-------- Datos de trabajo
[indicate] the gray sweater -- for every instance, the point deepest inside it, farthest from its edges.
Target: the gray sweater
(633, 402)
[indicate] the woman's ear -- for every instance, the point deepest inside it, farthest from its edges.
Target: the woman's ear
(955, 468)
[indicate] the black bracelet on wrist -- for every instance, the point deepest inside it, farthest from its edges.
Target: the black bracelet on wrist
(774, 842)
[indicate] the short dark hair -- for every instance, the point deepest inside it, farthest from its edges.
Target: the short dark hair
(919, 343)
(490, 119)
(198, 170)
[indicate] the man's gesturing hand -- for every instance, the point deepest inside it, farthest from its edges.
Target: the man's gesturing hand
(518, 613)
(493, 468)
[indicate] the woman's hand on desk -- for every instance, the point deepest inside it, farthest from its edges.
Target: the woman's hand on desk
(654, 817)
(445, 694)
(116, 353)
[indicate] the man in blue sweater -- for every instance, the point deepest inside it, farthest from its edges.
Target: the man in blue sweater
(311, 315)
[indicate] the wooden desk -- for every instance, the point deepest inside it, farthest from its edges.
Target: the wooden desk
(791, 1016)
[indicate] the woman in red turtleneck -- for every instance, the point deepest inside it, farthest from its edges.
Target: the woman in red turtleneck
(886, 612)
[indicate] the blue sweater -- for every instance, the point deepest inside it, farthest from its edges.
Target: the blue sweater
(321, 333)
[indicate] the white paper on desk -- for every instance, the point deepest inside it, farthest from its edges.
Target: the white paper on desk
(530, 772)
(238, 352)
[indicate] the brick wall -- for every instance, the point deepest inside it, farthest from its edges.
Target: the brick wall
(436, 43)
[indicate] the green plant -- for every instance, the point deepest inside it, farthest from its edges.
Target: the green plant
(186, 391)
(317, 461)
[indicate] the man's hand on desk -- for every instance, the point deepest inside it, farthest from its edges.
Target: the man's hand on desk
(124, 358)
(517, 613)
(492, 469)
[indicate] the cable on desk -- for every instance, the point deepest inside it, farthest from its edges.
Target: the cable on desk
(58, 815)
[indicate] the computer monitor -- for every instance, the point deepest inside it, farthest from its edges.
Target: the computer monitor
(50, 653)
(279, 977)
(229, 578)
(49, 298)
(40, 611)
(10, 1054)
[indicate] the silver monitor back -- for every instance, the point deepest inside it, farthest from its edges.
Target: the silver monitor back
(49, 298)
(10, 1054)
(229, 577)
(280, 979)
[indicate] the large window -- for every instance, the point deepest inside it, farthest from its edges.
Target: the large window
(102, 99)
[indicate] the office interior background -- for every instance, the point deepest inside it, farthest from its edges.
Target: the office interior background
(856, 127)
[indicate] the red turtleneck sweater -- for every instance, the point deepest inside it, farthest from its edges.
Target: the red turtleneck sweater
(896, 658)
----------------
* Instrucciones de la tarea
Expresa como tabla Markdown todas las líneas desde la que contiene "[indicate] the office" hasta el final de los datos, ambas incluidas. Usa las columnas Núm y Línea, numera cada fila y omite las líneas en blanco.

* Ejercicio resuelto
| Núm | Línea |
|---|---|
| 1 | [indicate] the office interior background -- for every instance, the point deepest inside it, farthest from its edges. |
| 2 | Target: the office interior background |
| 3 | (856, 127) |
| 4 | [indicate] the red turtleneck sweater -- for every instance, the point deepest inside it, farthest from its edges. |
| 5 | Target: the red turtleneck sweater |
| 6 | (896, 658) |